#### [EXERCISE]
Since pictures are not wanted in the copy, output only the rest of each record exactly.

——————

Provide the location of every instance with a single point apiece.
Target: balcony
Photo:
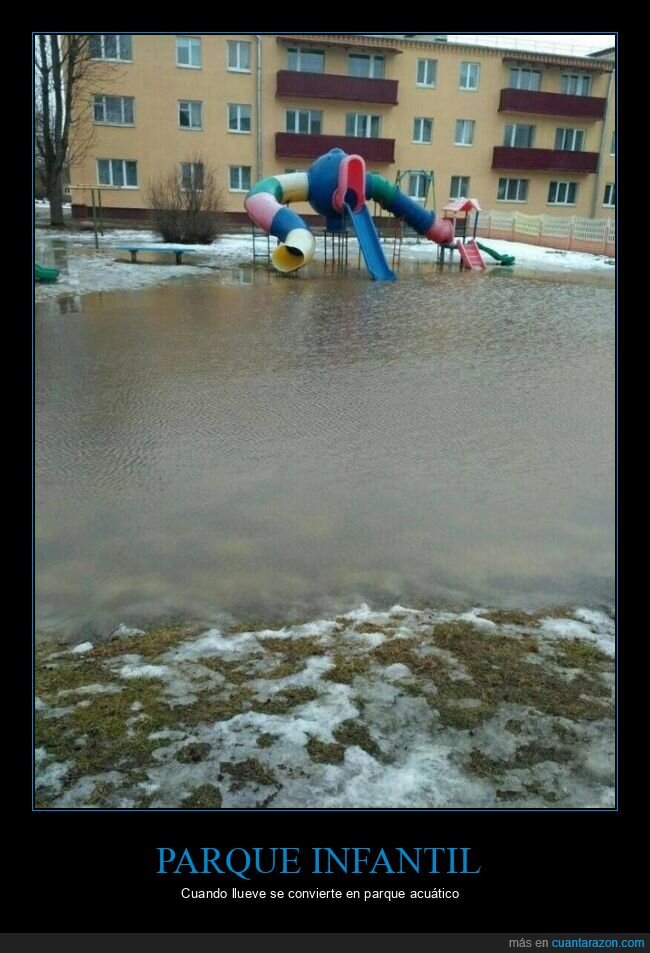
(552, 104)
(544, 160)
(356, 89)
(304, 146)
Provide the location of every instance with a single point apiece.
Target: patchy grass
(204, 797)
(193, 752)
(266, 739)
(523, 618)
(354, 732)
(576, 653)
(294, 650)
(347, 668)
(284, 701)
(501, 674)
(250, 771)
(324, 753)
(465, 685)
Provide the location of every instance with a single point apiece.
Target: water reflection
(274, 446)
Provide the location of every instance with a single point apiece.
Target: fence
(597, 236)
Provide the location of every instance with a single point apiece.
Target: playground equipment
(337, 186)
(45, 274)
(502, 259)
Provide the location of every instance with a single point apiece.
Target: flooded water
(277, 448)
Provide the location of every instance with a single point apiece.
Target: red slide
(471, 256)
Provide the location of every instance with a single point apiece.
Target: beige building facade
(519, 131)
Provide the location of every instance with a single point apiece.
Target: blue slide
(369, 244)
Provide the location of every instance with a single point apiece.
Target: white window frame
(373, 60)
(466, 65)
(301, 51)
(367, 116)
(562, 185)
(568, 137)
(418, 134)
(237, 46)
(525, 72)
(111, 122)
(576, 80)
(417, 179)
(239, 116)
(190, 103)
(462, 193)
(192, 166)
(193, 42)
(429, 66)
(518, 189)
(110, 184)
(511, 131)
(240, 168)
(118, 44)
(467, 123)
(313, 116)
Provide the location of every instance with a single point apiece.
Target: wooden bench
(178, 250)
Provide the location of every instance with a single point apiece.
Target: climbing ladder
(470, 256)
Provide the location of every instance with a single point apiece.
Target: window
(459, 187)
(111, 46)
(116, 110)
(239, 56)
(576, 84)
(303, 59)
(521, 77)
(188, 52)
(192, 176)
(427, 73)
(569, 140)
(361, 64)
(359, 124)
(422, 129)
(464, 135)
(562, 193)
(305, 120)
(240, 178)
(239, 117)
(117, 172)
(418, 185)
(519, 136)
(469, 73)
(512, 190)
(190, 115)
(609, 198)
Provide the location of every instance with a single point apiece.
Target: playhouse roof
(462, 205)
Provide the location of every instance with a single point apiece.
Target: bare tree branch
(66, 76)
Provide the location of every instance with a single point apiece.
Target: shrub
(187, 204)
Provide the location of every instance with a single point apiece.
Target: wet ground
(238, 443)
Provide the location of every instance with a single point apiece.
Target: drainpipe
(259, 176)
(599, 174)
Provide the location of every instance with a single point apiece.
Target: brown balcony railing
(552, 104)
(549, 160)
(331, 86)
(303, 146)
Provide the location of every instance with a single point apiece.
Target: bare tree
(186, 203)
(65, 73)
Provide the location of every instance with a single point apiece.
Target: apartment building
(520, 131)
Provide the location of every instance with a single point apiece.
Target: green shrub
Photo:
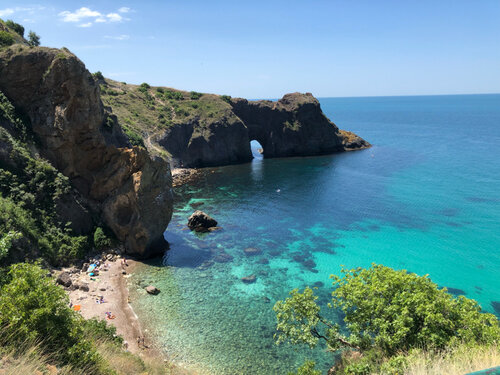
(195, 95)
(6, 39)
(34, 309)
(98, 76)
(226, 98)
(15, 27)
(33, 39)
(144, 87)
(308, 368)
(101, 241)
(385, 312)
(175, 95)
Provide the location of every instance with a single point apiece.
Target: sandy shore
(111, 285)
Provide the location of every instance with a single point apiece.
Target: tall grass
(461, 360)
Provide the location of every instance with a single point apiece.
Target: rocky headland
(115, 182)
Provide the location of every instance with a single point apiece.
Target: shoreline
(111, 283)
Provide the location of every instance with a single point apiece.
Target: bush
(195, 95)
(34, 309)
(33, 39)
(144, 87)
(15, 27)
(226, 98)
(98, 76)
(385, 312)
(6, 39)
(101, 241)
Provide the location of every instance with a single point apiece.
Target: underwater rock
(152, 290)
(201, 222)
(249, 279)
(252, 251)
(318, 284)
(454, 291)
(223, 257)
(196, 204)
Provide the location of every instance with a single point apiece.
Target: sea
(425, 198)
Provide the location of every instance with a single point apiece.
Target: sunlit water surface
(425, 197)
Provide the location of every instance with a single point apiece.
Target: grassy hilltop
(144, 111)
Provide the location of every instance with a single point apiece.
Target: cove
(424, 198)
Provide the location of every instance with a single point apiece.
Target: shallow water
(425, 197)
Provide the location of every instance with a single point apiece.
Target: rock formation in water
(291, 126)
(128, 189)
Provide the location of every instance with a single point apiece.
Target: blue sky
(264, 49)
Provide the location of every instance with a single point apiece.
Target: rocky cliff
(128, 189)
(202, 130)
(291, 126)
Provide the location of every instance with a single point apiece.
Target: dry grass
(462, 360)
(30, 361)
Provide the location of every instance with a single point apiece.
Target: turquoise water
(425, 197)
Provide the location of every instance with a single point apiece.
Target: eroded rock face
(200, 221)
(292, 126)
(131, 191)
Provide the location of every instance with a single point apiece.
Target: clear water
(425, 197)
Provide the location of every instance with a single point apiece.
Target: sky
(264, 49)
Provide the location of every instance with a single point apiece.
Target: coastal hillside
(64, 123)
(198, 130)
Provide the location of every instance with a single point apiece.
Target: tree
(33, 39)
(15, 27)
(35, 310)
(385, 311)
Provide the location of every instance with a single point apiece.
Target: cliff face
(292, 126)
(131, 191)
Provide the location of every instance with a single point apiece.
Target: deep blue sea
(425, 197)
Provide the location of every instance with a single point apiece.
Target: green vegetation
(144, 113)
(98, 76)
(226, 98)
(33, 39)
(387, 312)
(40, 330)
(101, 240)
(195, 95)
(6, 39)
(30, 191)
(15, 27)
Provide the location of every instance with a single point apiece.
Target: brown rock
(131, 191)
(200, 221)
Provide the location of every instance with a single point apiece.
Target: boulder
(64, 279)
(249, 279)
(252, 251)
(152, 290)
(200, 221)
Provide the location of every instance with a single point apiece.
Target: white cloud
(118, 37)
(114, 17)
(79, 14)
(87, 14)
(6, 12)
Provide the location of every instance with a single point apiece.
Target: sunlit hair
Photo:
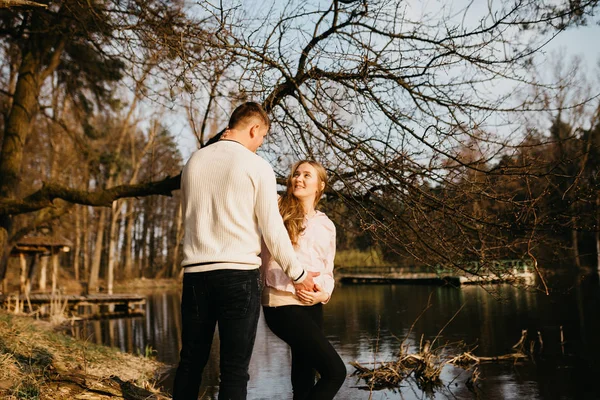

——————

#### [SOLUTION TO THIS EXERCISE]
Provide the location of every instance with a single point apiece.
Target: balcony
Photo:
(552, 104)
(544, 160)
(356, 89)
(304, 146)
Provide the location of every instance with a single point apiece.
Target: patchy grass
(204, 797)
(193, 752)
(266, 739)
(523, 618)
(354, 732)
(576, 653)
(294, 650)
(347, 668)
(284, 701)
(501, 674)
(250, 771)
(324, 753)
(465, 685)
Provide the location of every instance with a single point apiece.
Target: water reflection
(274, 446)
Provide the location of every instance with a single point apiece.
Target: fence
(597, 236)
Provide the location of every instance with a single point apiece.
Target: playground equipment
(337, 186)
(45, 274)
(502, 259)
Provide the location of every instance with a single point apiece.
Target: flooded water
(277, 448)
Provide the location of every instance with a single point apiece.
Target: red slide
(471, 256)
Provide the location of every instance with a single point apiece.
Target: beige building facade
(519, 131)
Provide the location of every instance with a single point apiece.
Target: blue slide
(369, 244)
Provide the location of every instance with a single point apiece.
Target: white window frame
(373, 60)
(466, 65)
(301, 51)
(367, 116)
(562, 185)
(568, 137)
(418, 134)
(237, 46)
(525, 72)
(111, 122)
(576, 80)
(417, 179)
(239, 116)
(190, 103)
(462, 193)
(192, 166)
(193, 42)
(429, 66)
(518, 189)
(110, 184)
(511, 131)
(240, 168)
(118, 44)
(467, 123)
(313, 116)
Provide the location of every instance with a single point apiece.
Target: wooden bench
(178, 250)
Provide the location of every instance with a single point apiece.
Target: climbing ladder
(470, 256)
Provide the location of every instance with a single point apiece.
Target: window
(459, 187)
(111, 46)
(116, 110)
(239, 56)
(576, 84)
(303, 59)
(521, 77)
(188, 52)
(192, 176)
(427, 73)
(569, 140)
(361, 64)
(359, 124)
(422, 129)
(464, 135)
(562, 193)
(305, 120)
(240, 178)
(239, 117)
(117, 172)
(418, 185)
(519, 136)
(469, 73)
(512, 190)
(190, 115)
(609, 198)
Provide the location of every instance with a single point apiece.
Target: playhouse roof
(462, 205)
Provide the location of every instance with a single point apiece.
Target: bare tree branch
(66, 76)
Provide the location of every instance with a single point apiece.
Target: shrub
(187, 204)
Provide the location of every instance with a single point apiece.
Target: wet ground
(238, 443)
Provide the location of every instance with a single point apiece.
Target: drainpipe
(259, 176)
(599, 174)
Provide the location of every instance with a single point apiece.
Target: brown balcony railing
(552, 104)
(549, 160)
(331, 86)
(303, 146)
Provide the location of every instance with a single point apiece.
Target: bare tree
(186, 203)
(65, 73)
Provide the location of every instance with a single point apiece.
Target: apartment building
(520, 131)
Provide the location of every instance with a single point apiece.
Target: green shrub
Photo:
(195, 95)
(6, 39)
(34, 309)
(98, 76)
(226, 98)
(15, 27)
(33, 39)
(144, 87)
(308, 368)
(101, 241)
(385, 312)
(175, 95)
Provide the location of every instance with a single point apiece.
Target: sandy shore
(111, 285)
Provide the location of every instance with a single point apiece.
Target: tall grass
(461, 360)
Provide the location of every instance with a single point apiece.
Target: rocky headland
(115, 182)
Provide the location of every instance with a single point apiece.
Target: shoreline
(111, 283)
Provide the location of every instance with a single point apiece.
Target: bush
(195, 95)
(34, 309)
(33, 39)
(144, 87)
(15, 27)
(226, 98)
(98, 76)
(385, 312)
(6, 39)
(101, 241)
Provide the location of every instance with a single point apiece.
Target: underwater rock
(152, 290)
(201, 222)
(249, 279)
(252, 251)
(318, 284)
(454, 291)
(223, 257)
(196, 204)
Provide the location of every instance with a single point apiece.
Target: sea
(425, 198)
Provide the location of every instance with a single point apiece.
Target: sunlit water surface
(425, 197)
Provide the location of every instance with a single point apiece.
Target: grassy hilltop
(144, 111)
Provide the location of every instance with a single point apiece.
Target: cove
(424, 198)
Provide the location of every instance with a single point apiece.
Target: shallow water
(425, 197)
Provide the location of every instance with a single point apiece.
Target: rock formation in water
(291, 126)
(128, 189)
Provide the location of every instance with a single point apiece.
Target: blue sky
(264, 49)
Provide the location of every instance with a single point apiece.
Target: rocky cliff
(128, 189)
(202, 130)
(291, 126)
Provide the location of every instance with a single point apiece.
Target: dry grass
(462, 360)
(30, 361)
Provide the location of every instance with a single point apiece.
Target: turquoise water
(425, 197)
Provide the location of every instance with a single point apiece.
Target: eroded rock face
(200, 221)
(292, 126)
(131, 191)
Provide the location of every instance with a single point apiece.
Target: clear water
(425, 197)
Provide the location of every instance with a single point apiece.
Target: sky
(264, 49)
Provide the location of every instance with a single point apiece.
Target: coastal hillside
(64, 123)
(198, 130)
Provide the location of every instance with a single point apiece.
Target: tree
(33, 39)
(15, 27)
(35, 310)
(385, 311)
Provide the location of every instance with a single point apiece.
Target: cliff face
(292, 126)
(131, 191)
Provide the location of every instance with a single point apiece.
Target: deep blue sea
(425, 197)
Provide the location of every instance with a single point apiece.
Target: green vegetation
(144, 113)
(98, 76)
(226, 98)
(33, 39)
(387, 312)
(40, 330)
(101, 240)
(195, 95)
(6, 39)
(30, 191)
(15, 27)
Provide the location of every instance with a single point apiece.
Target: brown rock
(131, 191)
(200, 221)
Provide the location of every instance with a single point apiece.
Target: boulder
(64, 279)
(249, 279)
(252, 251)
(152, 290)
(200, 221)
Provide the location of every instance with a single point apiece.
Target: white cloud
(118, 37)
(114, 17)
(79, 14)
(87, 14)
(6, 12)
Provide the location of every instance with a single point apiece.
Target: sunlit hair
Photo:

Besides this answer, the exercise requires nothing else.